Exercise → Reproduce verbatim the portion of the passage below on community-based breeding programs for sheep and goats that runs from "Modern livestock breeding" to "without expensive interventions.".

Passage shown →
Community-based breeding programs for sheep and goats
- Aynalem Haile - Principal Scientist - Small Ruminant Breeder
ICARDA’s community-based breeding program focuses on indigenous breeds and is suited to smallholder conditions, making it a sustainable alternative to conventional methods.
Modern livestock breeding methods are often unsuitable for poor households with small flocks of sheep and goats. ICARDA, CRP LIVESTOCK, and other partners have developed a more sustainable alternative: a community-based breeding program (CBBP) focused on indigenous breeds suited to smallholder conditions.
Community-based breeding increases the productivity and profitability of indigenous breeds without undermining their resilience and genetic integrity, and without expensive interventions.
The approach is participatory, relatively cheap, and implemented directly by farmers, unlike the often-unsuccessful conventional breeding programs involving nucleus schemes and/or importation of exotic breeds for crossbreeding.
KEY ELEMENTS OF THE APPROACH:
Farmers are trained to improve selection methods – i.e. retaining fast-growing ram/buck lambs/kids for breeding, rather than selling them.
Community flocks are pooled to enlarge the gene pool for breeding sire selection.
Interactions between farmers and scientists enable the evaluation of different breeding options and informed decisions on flock management.
A recording system monitors the performance of individual animals, leading to the estimation of breeding values for selection decisions and continuous genetic improvement.
In Ethiopia, where ICARDA has partnered with ILRI, the University of Natural Resources and Life Sciences (BOKU), and the Ethiopian National Agricultural Research System, more than 7000 households have benefited from CBBP. The program is generating a 20 percent average increase in farmer incomes.

(Records contained in a dataset)
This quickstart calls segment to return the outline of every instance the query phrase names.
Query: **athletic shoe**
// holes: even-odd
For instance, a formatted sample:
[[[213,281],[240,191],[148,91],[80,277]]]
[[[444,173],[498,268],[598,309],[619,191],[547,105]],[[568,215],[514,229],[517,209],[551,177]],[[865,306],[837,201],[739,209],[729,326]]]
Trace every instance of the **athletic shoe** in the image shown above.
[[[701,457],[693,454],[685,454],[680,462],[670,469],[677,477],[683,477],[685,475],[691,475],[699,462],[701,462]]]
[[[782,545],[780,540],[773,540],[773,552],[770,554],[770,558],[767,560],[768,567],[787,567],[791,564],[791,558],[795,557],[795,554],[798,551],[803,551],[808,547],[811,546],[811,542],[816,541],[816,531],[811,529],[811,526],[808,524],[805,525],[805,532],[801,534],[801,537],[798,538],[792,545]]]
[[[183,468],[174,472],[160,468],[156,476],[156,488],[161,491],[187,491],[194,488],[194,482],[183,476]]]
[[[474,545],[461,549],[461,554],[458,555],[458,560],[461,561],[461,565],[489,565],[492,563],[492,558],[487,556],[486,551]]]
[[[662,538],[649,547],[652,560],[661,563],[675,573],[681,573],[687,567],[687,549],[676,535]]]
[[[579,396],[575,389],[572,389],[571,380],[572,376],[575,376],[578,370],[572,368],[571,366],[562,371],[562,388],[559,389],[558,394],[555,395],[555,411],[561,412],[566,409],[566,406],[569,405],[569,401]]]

Answer below →
Modern livestock breeding methods are often unsuitable for poor households with small flocks of sheep and goats. ICARDA, CRP LIVESTOCK, and other partners have developed a more sustainable alternative: a community-based breeding program (CBBP) focused on indigenous breeds suited to smallholder conditions.
Community-based breeding increases the productivity and profitability of indigenous breeds without undermining their resilience and genetic integrity, and without expensive interventions.